# DBSCAN Clustering
---

## 1. Introduction

Density-Based Spatial Clustering of Applications with Noise (DBSCAN) is an
unsupervised clustering algorithm that groups data points based on **local density**
rather than distance to a centroid.

Unlike K-Means, DBSCAN:

- Does not require specifying the number of clusters  
- Can discover arbitrarily shaped clusters  
- Explicitly identifies noise / outliers  
- Is robust to non-spherical cluster structure  

In this notebook, we apply DBSCAN using a **from-scratch implementation**
from the `rice_ml` package.

---

## 2. Mathematical Intuition Behind DBSCAN

DBSCAN relies on two hyperparameters:

- **$\varepsilon$ (epsilon)**: neighborhood radius  
- **`min_samples`**: minimum number of points required to form a dense region  

### $\varepsilon$-Neighborhood

For a point $x$, the $\varepsilon$-neighborhood is defined as:

$$
N_\varepsilon(x) = \{ y \mid \text{distance}(x, y) \le \varepsilon \}
$$

### Core Point

A point $x$ is a **core point** if:

$$
|N_\varepsilon(x)| \ge \text{min\_samples}
$$

### Border and Noise Points

- **Border point**: within $\varepsilon$ of a core point, but not dense itself  
- **Noise point**: not reachable from any core point  

Clusters are formed by **density reachability**: starting from a core point,
all reachable points are recursively added to the same cluster.

## Two Moons (Cluster Moons) Dataset

The Two Moons dataset is a synthetic benchmark dataset commonly used to
evaluate clustering algorithms on **non-linear and non-spherical structures**.

::::

Your objective: According to the DBSCAN clustering text, what two hyperparameters does DBSCAN rely on?

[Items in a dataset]
::::

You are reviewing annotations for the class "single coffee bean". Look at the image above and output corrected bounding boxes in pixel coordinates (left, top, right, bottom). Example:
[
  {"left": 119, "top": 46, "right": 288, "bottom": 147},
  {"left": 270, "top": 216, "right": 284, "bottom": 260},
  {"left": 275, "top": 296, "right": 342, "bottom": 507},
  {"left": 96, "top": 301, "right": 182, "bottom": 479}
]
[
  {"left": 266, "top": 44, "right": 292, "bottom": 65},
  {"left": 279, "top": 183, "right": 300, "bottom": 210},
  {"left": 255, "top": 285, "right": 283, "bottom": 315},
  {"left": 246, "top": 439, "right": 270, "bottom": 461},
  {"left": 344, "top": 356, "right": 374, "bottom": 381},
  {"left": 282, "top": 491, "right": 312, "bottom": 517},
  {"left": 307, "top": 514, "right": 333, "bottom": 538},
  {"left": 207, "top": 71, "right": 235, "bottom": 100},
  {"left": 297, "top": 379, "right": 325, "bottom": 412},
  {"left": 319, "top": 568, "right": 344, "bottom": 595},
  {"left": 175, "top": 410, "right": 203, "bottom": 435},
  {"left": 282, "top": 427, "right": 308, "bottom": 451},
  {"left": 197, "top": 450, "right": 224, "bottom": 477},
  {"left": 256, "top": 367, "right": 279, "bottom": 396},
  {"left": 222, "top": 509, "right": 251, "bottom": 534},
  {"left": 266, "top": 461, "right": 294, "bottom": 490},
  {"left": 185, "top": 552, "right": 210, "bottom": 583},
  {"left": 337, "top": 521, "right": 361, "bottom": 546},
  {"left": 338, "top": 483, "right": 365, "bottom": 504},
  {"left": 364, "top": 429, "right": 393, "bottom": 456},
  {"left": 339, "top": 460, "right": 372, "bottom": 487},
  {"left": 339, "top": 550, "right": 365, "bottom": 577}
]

::::

Task answer: Epsilon (ε), the neighborhood radius, and `min_samples`, the minimum number of points required to form a dense region.